Set of tasks:
1. According to the debt ceiling article, how many times has Congress raised the ceiling since 1960?
2. List every organization or institution named in the debt ceiling article.
3. Continue the debt ceiling article from its last line.

Raising the roof on the debt ceiling
Since 1960, Congress has raised the ceiling 78 times to extend or revise our nation’s debt.
The fight is on again, this time on President Joe Biden’s doorstep. For the past few weeks, he’s been jousting with top lawmakers, who are pushing for various reforms and spending cuts before they approve raising the debt ceiling again.
The nation’s government debt of $31.4 trillion will have to be raised for the 79th time to avoid default. Republican and Democrat leaders both acknowledge they are nowhere near striking a deal, even postponing talks on May 12 to the following week, such is the gap in their negotiations.
In addition to the amount of debt to agree on, the two sides must also decide how long to push out the next debt ceiling decision. Biden and Democrats are looking for a two-year window, so it won’t impact the 2024 election, while Republicans are negotiating for more significant spending cuts and caps from their colleagues.
Sound complicated? It isn’t, said an Arizona State University economist. He said it is more political theater than real-life drama.
Dennis Hoffman, director of the L. William Seidman Research Institute at the W. P. Carey School of Business and director of ASU's Office of the University Economist, provided a few answers for ASU News as the two sides continue to negotiate.
Note: Answers have been lightly edited for length and clarity.
Question: What is government debt? How does it differ from personal/household debt?
Answer: It represents financial obligations made by the government on behalf of U.S. taxpayers. Household debt is the obligation of individual households.

Information given:
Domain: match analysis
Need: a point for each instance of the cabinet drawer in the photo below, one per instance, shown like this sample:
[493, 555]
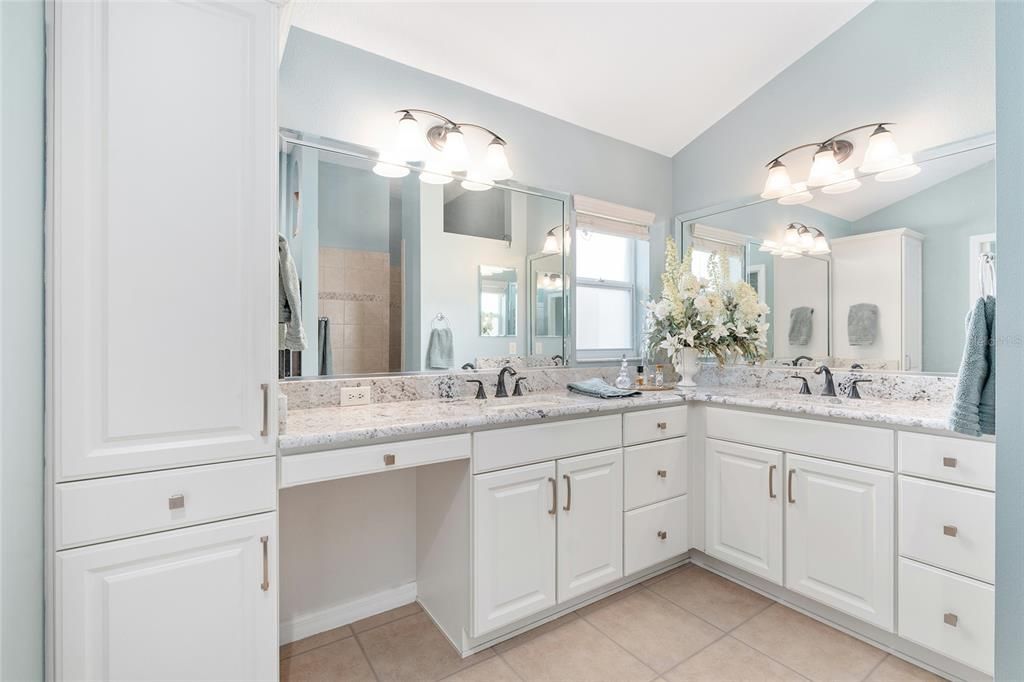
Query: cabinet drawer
[654, 472]
[644, 544]
[948, 613]
[948, 526]
[653, 424]
[952, 460]
[312, 467]
[104, 509]
[866, 445]
[523, 444]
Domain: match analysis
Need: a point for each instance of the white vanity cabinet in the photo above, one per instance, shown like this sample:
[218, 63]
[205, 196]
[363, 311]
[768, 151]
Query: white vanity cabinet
[743, 487]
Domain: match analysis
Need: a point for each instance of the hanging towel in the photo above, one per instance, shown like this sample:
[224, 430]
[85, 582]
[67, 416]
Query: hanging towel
[289, 299]
[440, 349]
[975, 374]
[862, 324]
[326, 360]
[801, 326]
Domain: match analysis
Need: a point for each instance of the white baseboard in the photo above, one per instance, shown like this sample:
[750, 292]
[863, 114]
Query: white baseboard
[308, 625]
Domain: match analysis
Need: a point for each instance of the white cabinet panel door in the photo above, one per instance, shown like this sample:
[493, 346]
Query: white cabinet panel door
[163, 252]
[590, 522]
[839, 521]
[514, 518]
[744, 489]
[178, 605]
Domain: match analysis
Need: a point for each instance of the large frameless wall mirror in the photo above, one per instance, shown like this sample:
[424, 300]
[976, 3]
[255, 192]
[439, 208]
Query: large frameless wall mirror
[400, 274]
[880, 278]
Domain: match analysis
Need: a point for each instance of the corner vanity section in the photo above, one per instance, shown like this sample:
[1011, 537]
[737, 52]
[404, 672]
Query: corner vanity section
[517, 524]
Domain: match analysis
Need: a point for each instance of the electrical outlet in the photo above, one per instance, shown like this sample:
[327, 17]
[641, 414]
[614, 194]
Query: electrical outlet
[354, 395]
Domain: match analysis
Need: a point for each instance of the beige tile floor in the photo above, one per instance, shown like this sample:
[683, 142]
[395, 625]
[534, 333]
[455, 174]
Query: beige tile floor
[686, 625]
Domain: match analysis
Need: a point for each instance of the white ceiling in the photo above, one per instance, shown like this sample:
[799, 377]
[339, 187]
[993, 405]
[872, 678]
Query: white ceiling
[655, 75]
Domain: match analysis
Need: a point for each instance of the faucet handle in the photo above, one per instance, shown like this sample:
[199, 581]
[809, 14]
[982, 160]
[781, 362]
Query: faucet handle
[480, 393]
[804, 389]
[854, 393]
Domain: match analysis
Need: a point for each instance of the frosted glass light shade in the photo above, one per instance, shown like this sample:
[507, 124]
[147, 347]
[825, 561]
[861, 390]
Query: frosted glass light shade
[456, 153]
[497, 162]
[777, 182]
[824, 169]
[411, 143]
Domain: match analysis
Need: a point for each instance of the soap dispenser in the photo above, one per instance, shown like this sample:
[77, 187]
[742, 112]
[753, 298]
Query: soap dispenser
[623, 380]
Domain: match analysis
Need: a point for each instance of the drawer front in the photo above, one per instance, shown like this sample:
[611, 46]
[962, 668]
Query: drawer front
[948, 613]
[948, 526]
[866, 445]
[653, 424]
[312, 467]
[952, 460]
[104, 509]
[655, 472]
[643, 528]
[502, 449]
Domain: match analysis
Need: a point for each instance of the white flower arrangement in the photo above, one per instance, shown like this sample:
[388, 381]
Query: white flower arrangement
[712, 315]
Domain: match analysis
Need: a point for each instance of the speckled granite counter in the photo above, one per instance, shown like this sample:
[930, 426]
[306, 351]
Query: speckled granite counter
[322, 428]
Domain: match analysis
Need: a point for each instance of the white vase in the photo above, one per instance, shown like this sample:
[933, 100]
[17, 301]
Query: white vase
[685, 363]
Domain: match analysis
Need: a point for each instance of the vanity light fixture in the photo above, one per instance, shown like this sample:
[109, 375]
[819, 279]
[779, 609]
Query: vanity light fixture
[450, 151]
[882, 158]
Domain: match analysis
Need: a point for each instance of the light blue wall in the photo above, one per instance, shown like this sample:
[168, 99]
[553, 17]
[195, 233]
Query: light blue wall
[23, 75]
[1010, 339]
[343, 92]
[947, 214]
[927, 66]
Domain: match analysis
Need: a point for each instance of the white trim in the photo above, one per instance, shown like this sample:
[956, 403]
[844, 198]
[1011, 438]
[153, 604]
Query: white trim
[345, 612]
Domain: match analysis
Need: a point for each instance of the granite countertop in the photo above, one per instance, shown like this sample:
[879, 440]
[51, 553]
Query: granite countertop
[322, 428]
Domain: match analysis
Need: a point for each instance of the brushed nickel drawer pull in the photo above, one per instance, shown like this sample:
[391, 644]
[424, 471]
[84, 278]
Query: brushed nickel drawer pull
[265, 585]
[264, 430]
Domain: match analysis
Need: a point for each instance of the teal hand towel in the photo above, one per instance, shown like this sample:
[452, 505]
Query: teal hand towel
[974, 375]
[600, 388]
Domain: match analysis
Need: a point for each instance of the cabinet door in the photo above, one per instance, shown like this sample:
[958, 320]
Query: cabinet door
[839, 521]
[743, 520]
[514, 518]
[195, 604]
[590, 522]
[163, 249]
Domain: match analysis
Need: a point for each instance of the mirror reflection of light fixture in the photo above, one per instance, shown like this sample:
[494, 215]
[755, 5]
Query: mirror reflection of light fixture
[881, 158]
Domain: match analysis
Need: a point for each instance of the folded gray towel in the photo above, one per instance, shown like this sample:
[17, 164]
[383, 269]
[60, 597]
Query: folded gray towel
[975, 375]
[862, 324]
[801, 326]
[600, 388]
[440, 349]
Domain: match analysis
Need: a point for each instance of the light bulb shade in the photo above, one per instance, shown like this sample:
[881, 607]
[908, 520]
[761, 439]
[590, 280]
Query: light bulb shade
[799, 196]
[777, 182]
[456, 153]
[497, 162]
[433, 174]
[882, 153]
[386, 166]
[410, 143]
[824, 169]
[845, 181]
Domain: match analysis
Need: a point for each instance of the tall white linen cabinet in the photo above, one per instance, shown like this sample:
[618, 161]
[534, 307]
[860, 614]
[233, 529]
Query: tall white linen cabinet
[162, 525]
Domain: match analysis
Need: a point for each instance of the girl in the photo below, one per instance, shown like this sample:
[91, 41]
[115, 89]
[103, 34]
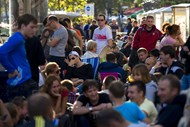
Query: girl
[140, 73]
[58, 94]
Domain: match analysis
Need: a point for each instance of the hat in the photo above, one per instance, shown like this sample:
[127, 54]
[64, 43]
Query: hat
[74, 53]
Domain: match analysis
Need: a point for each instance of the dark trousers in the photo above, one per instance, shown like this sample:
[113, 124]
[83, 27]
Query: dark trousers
[60, 61]
[24, 89]
[133, 58]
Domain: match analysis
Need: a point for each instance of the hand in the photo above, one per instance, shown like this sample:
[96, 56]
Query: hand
[15, 73]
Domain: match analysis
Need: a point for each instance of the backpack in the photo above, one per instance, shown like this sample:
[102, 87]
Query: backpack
[70, 42]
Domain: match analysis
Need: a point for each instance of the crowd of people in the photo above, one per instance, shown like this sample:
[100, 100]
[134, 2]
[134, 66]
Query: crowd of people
[142, 79]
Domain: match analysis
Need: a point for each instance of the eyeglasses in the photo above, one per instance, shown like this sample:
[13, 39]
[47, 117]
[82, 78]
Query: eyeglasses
[100, 20]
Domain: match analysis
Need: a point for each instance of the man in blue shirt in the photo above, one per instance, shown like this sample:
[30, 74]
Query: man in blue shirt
[13, 58]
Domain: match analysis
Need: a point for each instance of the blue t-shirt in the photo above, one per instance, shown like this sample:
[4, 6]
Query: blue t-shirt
[13, 57]
[131, 112]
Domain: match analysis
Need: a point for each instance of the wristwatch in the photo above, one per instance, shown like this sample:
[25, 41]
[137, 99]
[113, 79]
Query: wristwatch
[90, 109]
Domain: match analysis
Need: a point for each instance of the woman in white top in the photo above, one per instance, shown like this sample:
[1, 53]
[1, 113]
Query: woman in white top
[91, 50]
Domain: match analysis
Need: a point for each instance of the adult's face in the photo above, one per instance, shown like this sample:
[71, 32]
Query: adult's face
[164, 57]
[150, 62]
[133, 94]
[165, 92]
[92, 93]
[101, 21]
[29, 30]
[150, 22]
[142, 56]
[55, 88]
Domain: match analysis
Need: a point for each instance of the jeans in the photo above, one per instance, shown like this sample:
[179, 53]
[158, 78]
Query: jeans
[25, 89]
[185, 82]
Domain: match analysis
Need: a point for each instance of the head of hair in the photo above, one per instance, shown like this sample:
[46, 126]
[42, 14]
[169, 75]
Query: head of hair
[45, 21]
[50, 68]
[174, 82]
[140, 86]
[150, 17]
[129, 19]
[102, 16]
[141, 69]
[67, 20]
[164, 26]
[108, 80]
[90, 45]
[110, 57]
[142, 50]
[155, 53]
[63, 23]
[77, 49]
[135, 22]
[88, 84]
[68, 84]
[39, 104]
[117, 89]
[173, 29]
[168, 50]
[107, 116]
[48, 84]
[12, 109]
[53, 18]
[19, 101]
[94, 21]
[25, 20]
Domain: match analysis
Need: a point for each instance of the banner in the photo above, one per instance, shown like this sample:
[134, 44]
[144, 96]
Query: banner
[89, 9]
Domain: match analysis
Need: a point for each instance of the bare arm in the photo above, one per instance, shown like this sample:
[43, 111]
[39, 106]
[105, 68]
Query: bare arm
[6, 121]
[110, 42]
[78, 109]
[79, 39]
[53, 42]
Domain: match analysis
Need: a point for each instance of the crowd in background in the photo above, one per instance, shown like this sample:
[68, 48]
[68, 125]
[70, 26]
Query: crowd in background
[141, 76]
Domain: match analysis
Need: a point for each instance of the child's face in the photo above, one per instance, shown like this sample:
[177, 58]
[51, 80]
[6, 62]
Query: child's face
[137, 77]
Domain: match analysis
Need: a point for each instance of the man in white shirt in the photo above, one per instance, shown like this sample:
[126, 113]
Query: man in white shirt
[103, 34]
[136, 93]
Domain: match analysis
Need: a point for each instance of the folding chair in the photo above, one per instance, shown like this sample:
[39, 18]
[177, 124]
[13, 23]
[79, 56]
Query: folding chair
[104, 74]
[94, 62]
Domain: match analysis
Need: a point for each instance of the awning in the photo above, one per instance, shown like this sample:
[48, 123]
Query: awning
[132, 11]
[134, 15]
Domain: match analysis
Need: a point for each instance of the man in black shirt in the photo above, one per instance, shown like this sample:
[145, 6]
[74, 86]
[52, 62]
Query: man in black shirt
[92, 28]
[90, 103]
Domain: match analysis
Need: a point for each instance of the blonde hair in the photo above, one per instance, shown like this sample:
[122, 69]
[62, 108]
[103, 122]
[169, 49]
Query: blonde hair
[91, 44]
[49, 68]
[141, 69]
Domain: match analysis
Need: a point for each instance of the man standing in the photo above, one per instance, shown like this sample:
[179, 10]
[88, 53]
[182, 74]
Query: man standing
[167, 57]
[168, 92]
[57, 42]
[92, 28]
[136, 93]
[13, 58]
[102, 34]
[115, 28]
[146, 36]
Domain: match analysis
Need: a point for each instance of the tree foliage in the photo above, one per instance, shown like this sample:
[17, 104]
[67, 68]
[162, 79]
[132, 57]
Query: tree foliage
[67, 5]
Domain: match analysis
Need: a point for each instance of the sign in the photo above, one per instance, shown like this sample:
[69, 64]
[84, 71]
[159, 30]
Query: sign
[89, 9]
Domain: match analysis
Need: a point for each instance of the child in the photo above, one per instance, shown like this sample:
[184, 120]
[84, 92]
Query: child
[72, 95]
[140, 73]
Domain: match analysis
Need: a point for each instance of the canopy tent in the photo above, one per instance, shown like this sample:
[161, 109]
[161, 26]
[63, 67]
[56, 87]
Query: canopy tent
[132, 10]
[134, 15]
[63, 14]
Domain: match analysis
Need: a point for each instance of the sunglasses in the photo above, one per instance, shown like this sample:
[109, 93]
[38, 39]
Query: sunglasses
[100, 20]
[73, 58]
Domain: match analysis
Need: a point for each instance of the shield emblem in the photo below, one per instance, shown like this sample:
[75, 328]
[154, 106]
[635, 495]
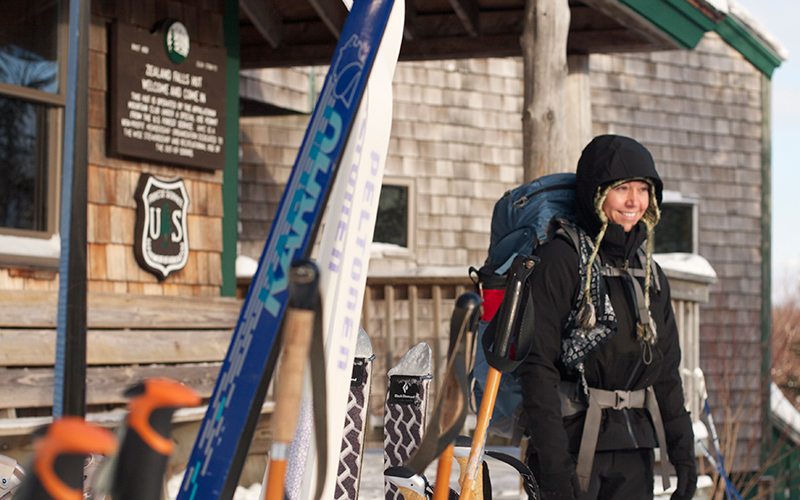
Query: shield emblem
[161, 243]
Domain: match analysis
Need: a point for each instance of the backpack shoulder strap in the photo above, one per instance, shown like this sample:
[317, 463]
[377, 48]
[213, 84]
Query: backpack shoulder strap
[568, 231]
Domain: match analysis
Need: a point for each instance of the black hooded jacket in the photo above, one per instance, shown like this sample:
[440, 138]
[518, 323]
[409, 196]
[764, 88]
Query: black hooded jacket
[619, 363]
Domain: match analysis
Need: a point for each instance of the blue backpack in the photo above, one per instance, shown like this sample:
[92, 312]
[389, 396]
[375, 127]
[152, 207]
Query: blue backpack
[524, 218]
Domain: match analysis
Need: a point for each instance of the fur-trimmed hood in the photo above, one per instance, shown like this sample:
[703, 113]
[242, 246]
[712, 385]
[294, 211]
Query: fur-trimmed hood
[606, 161]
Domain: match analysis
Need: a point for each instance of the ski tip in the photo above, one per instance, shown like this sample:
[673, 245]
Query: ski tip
[304, 284]
[364, 345]
[415, 362]
[403, 477]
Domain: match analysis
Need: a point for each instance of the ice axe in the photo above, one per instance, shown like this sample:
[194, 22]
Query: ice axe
[506, 342]
[450, 409]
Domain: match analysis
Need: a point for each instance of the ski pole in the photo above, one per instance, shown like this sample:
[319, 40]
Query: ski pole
[146, 445]
[461, 450]
[497, 343]
[730, 489]
[297, 330]
[452, 397]
[57, 469]
[11, 475]
[450, 409]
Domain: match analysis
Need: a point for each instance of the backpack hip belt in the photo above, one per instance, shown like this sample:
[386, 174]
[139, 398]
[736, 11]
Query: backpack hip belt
[599, 400]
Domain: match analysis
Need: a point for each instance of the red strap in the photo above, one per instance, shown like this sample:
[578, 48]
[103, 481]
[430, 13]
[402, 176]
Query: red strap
[491, 303]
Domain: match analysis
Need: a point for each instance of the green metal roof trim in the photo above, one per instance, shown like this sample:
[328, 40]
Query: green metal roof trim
[677, 18]
[738, 37]
[686, 24]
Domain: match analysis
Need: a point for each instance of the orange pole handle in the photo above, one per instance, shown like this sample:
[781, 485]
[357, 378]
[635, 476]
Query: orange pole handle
[441, 490]
[481, 429]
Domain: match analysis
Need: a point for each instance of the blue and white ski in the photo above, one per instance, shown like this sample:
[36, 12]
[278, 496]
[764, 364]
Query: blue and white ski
[226, 432]
[343, 257]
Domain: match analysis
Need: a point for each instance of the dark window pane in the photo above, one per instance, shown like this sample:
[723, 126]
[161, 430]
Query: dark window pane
[29, 44]
[23, 172]
[391, 225]
[674, 232]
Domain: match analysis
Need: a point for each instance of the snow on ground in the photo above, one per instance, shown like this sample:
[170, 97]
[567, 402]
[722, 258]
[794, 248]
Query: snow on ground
[505, 480]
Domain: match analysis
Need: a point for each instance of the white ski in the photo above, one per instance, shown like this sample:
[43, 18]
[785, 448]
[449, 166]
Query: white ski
[343, 258]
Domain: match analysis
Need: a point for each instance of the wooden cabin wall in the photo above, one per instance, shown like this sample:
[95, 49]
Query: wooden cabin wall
[699, 113]
[111, 209]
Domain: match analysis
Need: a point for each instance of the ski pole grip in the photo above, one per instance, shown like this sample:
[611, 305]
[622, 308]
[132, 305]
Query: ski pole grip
[147, 444]
[513, 323]
[57, 469]
[475, 486]
[510, 310]
[298, 327]
[289, 387]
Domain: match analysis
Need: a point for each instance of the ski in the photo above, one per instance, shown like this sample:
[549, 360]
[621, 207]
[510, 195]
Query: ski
[406, 409]
[343, 257]
[227, 429]
[352, 453]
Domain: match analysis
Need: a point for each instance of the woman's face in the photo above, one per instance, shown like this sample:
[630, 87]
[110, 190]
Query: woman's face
[626, 204]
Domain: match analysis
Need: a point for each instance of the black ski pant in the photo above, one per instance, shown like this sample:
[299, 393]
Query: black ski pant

Responses in order:
1. 78 times.

2. Congress; Arizona State University; the L. William Seidman Research Institute; the W. P. Carey School of Business; ASU's Office of the University Economist; ASU News

3.
Q: Congress seems to have this debate every couple of years and has voted to increase the debt limit 78 times in its history. What is different this time?
A: People in the opposition party often choose to make political theater out of this exercise.
Q: What is the difference between a debt default and a government shutdown?
A: It’s apples and oranges. Actual default sends the message to creditors, and the debt of the United States government is no longer secured, or at least it is at risk of no payment. A government shutdown means that some recipients of government payments will no longer receive them, and many government workers and businesses working for the government won’t get paid. This has long-term implications for credit ratings and the cost of borrowing.
Q: Are there economically viable paths toward avoiding a debt limit increase?
A: Not in the short run, but in the long run, the limit increases could be slowed. This language is from the U.S. Treasury website: “Congress has always acted when called upon to raise the debt limit. Since 1960, Congress has acted 78 separate times to permanently raise, temporarily extend or revise the definition of the debt limit — 49 times under Republican presidents and 29 times under Democratic presidents. Congressional leaders in both parties have recognized that this is necessary."
Q: Anything else you want to add to this discussion?
A: Few people talk about the U.S. debt in a historical context. Looking back to the nation's founding, the pace of borrowing and hence accelerated debt accumulation tended to increase during times of stress, including wars and economic depressions. You can see spikes in the debt-to-GDP ratio dating back to the War of 1812. During more tranquil times, the debt-to-GDP ratio fell. Why? Because historically, in normal times, the pace of deficits (spending exceeding taxes) was slower than the pace of overall economic expansion.
The debt-to-GDP ratio can fall if the economy grows faster than the pace of debt accumulation. During these episodes, the times debt limits need to be increased can slow.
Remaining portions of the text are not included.